= Textauszug =
•••••

Berufung in Missbrauchsprozess aus dem Südlichen Anhalt Psychologe bewertet Aussagetüchtigkeit des Mädchens
Der Psychologe Steffen Dauer schätzt die Aussagetüchtigkeit des Mädchens ein, das im Sommer 2016 sexuell missbraucht worden sein soll.
Südliches Anhalt/Dessau - Am Ende seiner Ausführungen steht ein entscheidender Satz: „Früher hätte man gesagt: Die Zeugin wirkte glaubwürdig“, sagt Dr. Steffen Dauer. Der Psychologe und Psychotherapeut ist an diesem Tag im Landgericht in Dessau als Sachverständiger geladen. Er soll die Aussagetüchtigkeit, -gültigkeit und -qualität der Aussagen des vermeintlichen Missbrauchsopfers einschätzen.

•••••

= Auszug aus Datensatz =

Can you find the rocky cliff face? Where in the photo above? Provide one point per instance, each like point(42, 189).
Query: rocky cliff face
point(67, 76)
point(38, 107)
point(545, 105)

•••••

= Aufgaben und Übungen =
1. In welcher Rolle ist Steffen Dauer laut dem Bericht über den Berufungsprozess im Landgericht Dessau geladen?
2. Setze den Bericht über den Berufungsprozess nach seinem letzten Satz fort.

= Lösungen zur Übung =
1. Als Sachverständiger.

2.
Fortgesetzt wird der Prozess gegen einen damals 63-jährigen Mann aus dem Südlichen Anhalt, dem vorgeworfen wird, im Sommer 2016 ein zehn oder elf Jahre altes Mädchen sexuell missbraucht zu haben. Das Amtsgericht in Köthen hatte ihn im Mai 2020 zu einem Jahr und sechs Monaten auf Bewährung verurteilt. Der Angeklagte bestreitet den Vorwurf und legte Berufung gegen das Urteil ein.
Bei seinem Gutachten im Mai 2019 habe das Mädchen keine Anzeichen von Schizophrenie oder Halluzinationen gezeigt
Aussagen sollte Steffen Dauer bereits am zurückliegenden Prozesstag. Weil da jedoch herausgekommen ist, dass sich das Mädchen inzwischen in psychischer Behandlung befindet, wollte er zunächst klären, warum der Aufenthalt nötig ist. Das ist inzwischen passiert.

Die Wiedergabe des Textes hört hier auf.